GM3 synthase deficiency increases brain glucose metabolism in mice

• Published in: Molecular genetics and metabolism Vol. 137; no. 4; pp. 342 - 348
• Main Authors: Bharathi, Sivakama S., Zhang, Bob B., Paul, Eli, Zhang, Yuxun, Schmidt, Alexandra V., Fowler, Benjamin, Wu, Yijen, Tiemeyer, Michael, Inamori, Kei-ichiro, Inokuchi, Jin-ichi, Goetzman, Eric S.
• Format: Journal Article
• Language: English
• Published: United States Elsevier Inc 01.12.2022
• Subjects: Animals; Brain - diagnostic imaging; Brain - metabolism; G(M3) Ganglioside - metabolism; Ganglioside; Glucose - metabolism; GM3; Mice; Mice, Knockout; Mitochondria; Pyruvic Acid; Seizure; Seizures - genetics; Sialyltransferases - genetics; Sialyltransferases - metabolism; Glucose metabolism; Mitochondria; Seizure; Ganglioside; GM3
• ISSN: 1096-7192; 1096-7206
• DOI: 10.1016/j.ymgme.2022.10.006

GM3 synthase (GM3S) deficiency is a rare neurodevelopmental disorder caused by an inability to synthesize gangliosides, for which there is currently no treatment. Gangliosides are brain-enriched, plasma membrane glycosphingolipids with poorly understood biological functions related to cell adhesion, growth, and receptor-mediated signal transduction. Here, we investigated the effects of GM3S deficiency on metabolism and mitochondrial function in a mouse model. By indirect calorimetry, GM3S knockout mice exhibited increased whole-body respiration and an increased reliance upon carbohydrate as an energy source. 18F-FDG PET confirmed higher brain glucose uptake in knockout mice, and GM3S deficient N41 neuronal cells showed higher glucose utilization in vitro. Brain mitochondria from knockout mice respired at a higher rate on Complex I substrates including pyruvate. This appeared to be due to higher expression of pyruvate dehydrogenase (PDH) and lower phosphorylation of PDH, which would favor pyruvate entry into the mitochondrial TCA cycle. Finally, it was observed that blocking glucose metabolism with the glycolysis inhibitor 2-deoxyglucose reduced seizure intensity in GM3S knockout mice following administration of kainate. In conclusion, GM3S deficiency may be associated with a hypermetabolic phenotype that could promote seizure activity.

********************

__TASK REQUIREMENTS__.
1. Say whether each statement agrees with the GM3 synthase page, answering yes or no and quoting the words that settle it: (a) A treatment for GM3S deficiency is currently available. (b) The knockout mice relied more on carbohydrate as an energy source. (c) Blocking glucose metabolism with 2-deoxyglucose made seizures more intense in the knockout mice.
2. Copy the part of the GM3 synthase page starting at "GM3 synthase deficiency" and ending at "Goetzman, Eric S.", renaming "GM3 synthase" to "GM3 enzyme" throughout.
The entries that follow have no connection to the GM3 synthase page.

********************

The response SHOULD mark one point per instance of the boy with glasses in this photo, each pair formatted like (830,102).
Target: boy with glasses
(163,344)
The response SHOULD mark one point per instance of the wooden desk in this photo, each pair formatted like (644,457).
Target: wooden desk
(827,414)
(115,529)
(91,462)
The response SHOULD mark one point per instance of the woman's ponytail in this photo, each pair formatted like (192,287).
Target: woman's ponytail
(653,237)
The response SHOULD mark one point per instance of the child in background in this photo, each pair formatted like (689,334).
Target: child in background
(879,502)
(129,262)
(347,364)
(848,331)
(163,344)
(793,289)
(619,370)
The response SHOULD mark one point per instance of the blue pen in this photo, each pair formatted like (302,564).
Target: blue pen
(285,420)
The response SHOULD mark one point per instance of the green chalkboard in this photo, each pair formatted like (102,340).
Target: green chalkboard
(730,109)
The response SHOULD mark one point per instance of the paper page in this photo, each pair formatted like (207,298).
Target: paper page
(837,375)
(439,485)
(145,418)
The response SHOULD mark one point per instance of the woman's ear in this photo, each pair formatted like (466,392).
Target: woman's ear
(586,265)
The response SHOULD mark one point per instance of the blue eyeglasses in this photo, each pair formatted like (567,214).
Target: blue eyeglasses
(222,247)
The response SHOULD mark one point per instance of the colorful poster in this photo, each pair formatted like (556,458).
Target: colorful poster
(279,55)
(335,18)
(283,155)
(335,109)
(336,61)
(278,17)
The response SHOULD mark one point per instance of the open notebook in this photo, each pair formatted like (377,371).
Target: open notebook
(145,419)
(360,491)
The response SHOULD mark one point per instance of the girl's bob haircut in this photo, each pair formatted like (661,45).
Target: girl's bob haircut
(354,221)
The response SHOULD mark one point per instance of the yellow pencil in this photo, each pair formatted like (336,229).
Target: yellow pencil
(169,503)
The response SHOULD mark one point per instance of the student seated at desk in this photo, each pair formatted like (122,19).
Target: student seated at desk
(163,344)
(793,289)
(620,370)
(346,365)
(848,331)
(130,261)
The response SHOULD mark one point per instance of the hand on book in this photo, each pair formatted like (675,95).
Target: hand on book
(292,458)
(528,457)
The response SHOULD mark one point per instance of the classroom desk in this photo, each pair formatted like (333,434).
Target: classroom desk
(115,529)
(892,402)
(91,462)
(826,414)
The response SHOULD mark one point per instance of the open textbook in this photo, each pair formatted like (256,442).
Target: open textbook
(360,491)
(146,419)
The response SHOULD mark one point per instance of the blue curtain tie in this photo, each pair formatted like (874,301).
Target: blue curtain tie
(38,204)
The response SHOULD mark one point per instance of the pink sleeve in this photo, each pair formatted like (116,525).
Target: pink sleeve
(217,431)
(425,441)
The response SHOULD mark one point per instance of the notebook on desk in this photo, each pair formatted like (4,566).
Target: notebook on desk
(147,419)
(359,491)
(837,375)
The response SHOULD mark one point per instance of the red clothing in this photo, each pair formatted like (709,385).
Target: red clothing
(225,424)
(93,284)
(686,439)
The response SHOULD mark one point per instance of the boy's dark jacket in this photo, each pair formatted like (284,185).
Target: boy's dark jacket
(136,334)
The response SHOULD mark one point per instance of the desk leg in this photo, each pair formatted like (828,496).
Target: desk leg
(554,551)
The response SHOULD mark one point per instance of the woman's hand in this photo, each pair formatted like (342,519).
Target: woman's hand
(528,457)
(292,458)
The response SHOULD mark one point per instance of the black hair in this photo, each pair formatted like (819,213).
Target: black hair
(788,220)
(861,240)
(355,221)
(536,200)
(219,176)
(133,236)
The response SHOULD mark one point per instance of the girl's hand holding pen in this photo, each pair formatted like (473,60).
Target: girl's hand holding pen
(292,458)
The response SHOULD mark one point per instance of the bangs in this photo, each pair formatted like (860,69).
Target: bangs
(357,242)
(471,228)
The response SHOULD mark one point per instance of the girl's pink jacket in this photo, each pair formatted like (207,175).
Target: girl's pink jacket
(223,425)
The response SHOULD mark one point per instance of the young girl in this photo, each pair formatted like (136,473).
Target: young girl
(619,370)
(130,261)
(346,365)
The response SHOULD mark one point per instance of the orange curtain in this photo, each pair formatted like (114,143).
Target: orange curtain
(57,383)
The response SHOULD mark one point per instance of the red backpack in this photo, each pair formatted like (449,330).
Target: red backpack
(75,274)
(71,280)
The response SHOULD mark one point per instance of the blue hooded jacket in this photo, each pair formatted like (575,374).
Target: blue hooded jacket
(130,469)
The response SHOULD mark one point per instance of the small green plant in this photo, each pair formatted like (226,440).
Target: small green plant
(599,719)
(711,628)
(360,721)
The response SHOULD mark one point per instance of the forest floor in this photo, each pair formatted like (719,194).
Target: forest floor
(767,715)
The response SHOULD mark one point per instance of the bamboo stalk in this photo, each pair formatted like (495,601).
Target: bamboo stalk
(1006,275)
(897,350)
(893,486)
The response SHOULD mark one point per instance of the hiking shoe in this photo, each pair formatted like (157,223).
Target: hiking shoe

********************

__SET OF ANSWERS__.
1.
(a) No: "for which there is currently no treatment"
(b) Yes: "an increased reliance upon carbohydrate as an energy source"
(c) No: "reduced seizure intensity in GM3S knockout mice following administration of kainate"

2.
GM3 enzyme deficiency increases brain glucose metabolism in mice

• Published in: Molecular genetics and metabolism Vol. 137; no. 4; pp. 342 - 348
• Main Authors: Bharathi, Sivakama S., Zhang, Bob B., Paul, Eli, Zhang, Yuxun, Schmidt, Alexandra V., Fowler, Benjamin, Wu, Yijen, Tiemeyer, Michael, Inamori, Kei-ichiro, Inokuchi, Jin-ichi, Goetzman, Eric S.